= Beginning of Section =

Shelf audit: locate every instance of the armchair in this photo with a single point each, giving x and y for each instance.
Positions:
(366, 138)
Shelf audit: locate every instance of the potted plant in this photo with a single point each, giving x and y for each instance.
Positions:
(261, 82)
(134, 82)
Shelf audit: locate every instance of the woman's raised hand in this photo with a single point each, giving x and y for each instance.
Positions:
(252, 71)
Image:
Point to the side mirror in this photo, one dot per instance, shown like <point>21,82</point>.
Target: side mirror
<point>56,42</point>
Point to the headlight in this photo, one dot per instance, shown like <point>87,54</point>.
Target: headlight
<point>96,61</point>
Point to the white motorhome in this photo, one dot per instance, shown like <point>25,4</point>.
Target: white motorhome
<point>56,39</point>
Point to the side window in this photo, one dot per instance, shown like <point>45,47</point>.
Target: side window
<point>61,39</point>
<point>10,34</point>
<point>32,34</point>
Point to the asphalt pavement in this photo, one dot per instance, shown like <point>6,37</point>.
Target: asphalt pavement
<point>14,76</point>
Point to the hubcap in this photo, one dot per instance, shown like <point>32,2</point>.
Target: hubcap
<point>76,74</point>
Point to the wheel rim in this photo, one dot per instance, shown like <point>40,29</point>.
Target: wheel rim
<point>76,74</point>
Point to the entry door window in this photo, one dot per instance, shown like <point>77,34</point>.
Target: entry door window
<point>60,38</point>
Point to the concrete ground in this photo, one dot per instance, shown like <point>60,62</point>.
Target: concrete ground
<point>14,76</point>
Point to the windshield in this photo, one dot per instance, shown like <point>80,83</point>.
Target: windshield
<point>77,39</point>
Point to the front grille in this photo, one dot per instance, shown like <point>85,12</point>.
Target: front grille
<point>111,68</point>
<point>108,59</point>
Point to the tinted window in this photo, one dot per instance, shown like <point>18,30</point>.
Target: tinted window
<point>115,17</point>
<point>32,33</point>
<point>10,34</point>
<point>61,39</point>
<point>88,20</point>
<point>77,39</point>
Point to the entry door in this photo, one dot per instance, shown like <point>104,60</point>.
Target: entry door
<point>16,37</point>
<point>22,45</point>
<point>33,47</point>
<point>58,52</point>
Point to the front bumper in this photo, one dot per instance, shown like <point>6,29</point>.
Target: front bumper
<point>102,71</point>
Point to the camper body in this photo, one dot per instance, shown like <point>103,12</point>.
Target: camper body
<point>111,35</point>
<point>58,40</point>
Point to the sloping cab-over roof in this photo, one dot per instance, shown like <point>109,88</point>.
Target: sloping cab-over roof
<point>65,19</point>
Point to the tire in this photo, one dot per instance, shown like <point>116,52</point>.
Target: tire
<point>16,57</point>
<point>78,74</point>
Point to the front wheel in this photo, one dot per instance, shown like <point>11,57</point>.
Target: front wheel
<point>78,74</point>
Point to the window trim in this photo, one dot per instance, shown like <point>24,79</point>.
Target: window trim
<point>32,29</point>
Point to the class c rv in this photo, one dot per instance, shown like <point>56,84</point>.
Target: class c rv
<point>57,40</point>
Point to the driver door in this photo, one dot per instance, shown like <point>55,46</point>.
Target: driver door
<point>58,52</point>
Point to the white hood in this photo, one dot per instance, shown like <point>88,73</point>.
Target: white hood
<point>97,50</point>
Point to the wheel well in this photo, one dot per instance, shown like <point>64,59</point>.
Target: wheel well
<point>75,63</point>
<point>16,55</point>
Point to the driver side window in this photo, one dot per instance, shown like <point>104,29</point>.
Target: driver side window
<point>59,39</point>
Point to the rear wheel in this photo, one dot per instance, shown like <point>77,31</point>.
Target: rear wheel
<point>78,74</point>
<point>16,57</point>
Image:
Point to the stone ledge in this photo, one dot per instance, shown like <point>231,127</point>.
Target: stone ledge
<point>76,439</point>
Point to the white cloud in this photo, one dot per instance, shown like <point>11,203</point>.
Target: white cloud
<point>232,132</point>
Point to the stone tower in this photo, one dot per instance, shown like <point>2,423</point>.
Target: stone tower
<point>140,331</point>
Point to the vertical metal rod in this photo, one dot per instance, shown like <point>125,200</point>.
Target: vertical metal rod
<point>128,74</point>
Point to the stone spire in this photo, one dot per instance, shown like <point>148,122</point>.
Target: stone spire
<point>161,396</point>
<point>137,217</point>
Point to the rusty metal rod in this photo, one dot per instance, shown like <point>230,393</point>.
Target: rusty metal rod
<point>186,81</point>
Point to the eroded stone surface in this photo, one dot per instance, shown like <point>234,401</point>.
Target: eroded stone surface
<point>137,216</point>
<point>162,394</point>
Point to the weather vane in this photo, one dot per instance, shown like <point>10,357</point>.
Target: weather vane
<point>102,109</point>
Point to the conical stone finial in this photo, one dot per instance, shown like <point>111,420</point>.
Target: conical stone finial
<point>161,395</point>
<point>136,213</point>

= End of Section =

AIM OF THE TASK: From the records above, give again exactly the lines running from the line with "Point to the white hood" to the line with "Point to the wheel well", inclusive.

RESULT FOR THIS TASK:
Point to the white hood in this photo, one dot per instance, shown like <point>88,73</point>.
Target: white hood
<point>97,50</point>
Point to the wheel well in this photo, one dot per instance, shown like <point>64,59</point>.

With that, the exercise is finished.